_TEKS YANG DIBERIKAN_

※

Minggu, 27 September 2009

Meningkatkan Nilai Ibadah "Tingkatkan Keikhlasan & Perbaiki Niat"

Bismillah...

Alhamdulillah, Wahai saudaraku yang mencintai Sunnah. Sebagaimana yang ana sampaikan di Postingan al-awal fii Syawal, bahwa terkadang kita memang dihadapkan dengan berbagai macam amalan yang rasanya ingin semuanya kita kerjakan sebagai bentuk ketaatan kita kepada Allah Azza Wa jalla serta meneladani Rasulullah Shalallahu 'Alaihi Wasallam. Namun ya… itulah, terkadang kesempatan , waktu dan fisik yang tidak memungkinkan kita untuk menuntaskan segala amal sholeh tersebut. Maka dalam kondisi yang demikian ini saudaraku, kita perlu mengetahui beberapa kaedah dalam beramal sholeh, agar apa saudaraku? Agar memudahkan bagi kita dalam memilih amalan yang memang lebih baik, berkualitas dan lebih dicintai oleh Allah Azza Wa jalla serta mengundang pahala yang lebih besar dibandingkan amalan lainnya.

※

_DATA YANG DIBERIKAN_
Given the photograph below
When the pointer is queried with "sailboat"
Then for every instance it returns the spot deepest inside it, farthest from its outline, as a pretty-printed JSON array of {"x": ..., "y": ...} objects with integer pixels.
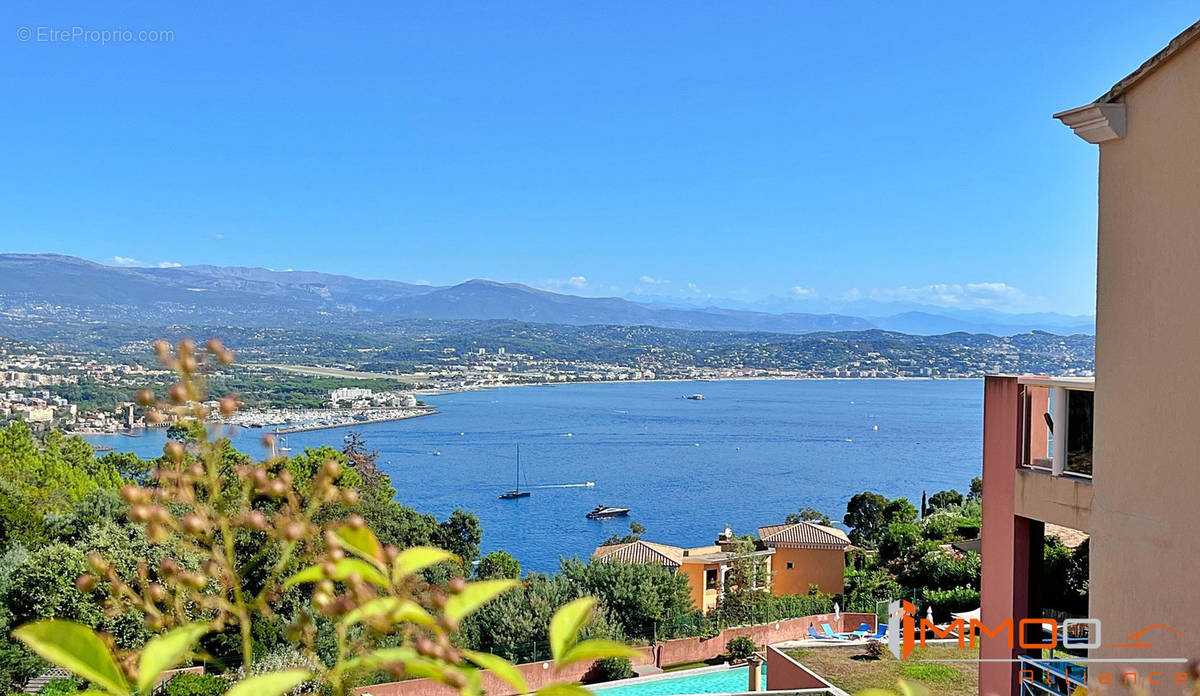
[{"x": 516, "y": 492}]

※

_TUGAS 1_
Menurut teks tentang meningkatkan nilai ibadah, apa saja yang terkadang tidak memungkinkan kita menuntaskan segala amal saleh?
_TUGAS 2_
Teruskan teks tentang meningkatkan nilai ibadah, dimulai tepat setelah kalimat terakhirnya.
Daftar tadi tidak dipakai di sini.

_JAWABAN YANG DIHARAPKAN 1_
Kesempatan, waktu, dan fisik.

_JAWABAN YANG DIHARAPKAN 2_
Nah berikut ini ”Wallahu a’lam” ada beberapa hal yang bisa mempengaruhi peningkatan kualitas amalan ibadah.

Yang pertama –tama yakni TINGKATKAN KEIKHLASAN DAN PERBAIKI NIAT.

Jadi Saudaraku yang mencintai Sunnah. Ikhlas dalam amalan merupakan tonggak asasi dalam setiap amalan sholeh. Selain itu ,kita juga harus terus meningkatkan unsure Mutaba’ah (mengikuti) Rasulullah Shalallahu 'Alaihi Wasallam dalam beribadah. Dua hal inilah wahai saudaraku sekalian...yang merupakan syarat diterimanya amalan seseorang. Di dalam Surah Al-Kahfi ayat 110 Allah Azza Wa jalla berfirman : “Barangsiapa mengharap perjumpaan dengan Tuhannya, Maka hendaklah ia mengerjakan amal yang saleh dan janganlah ia mempersekutukan seorangpun dalam beribadat kepada Tuhannya".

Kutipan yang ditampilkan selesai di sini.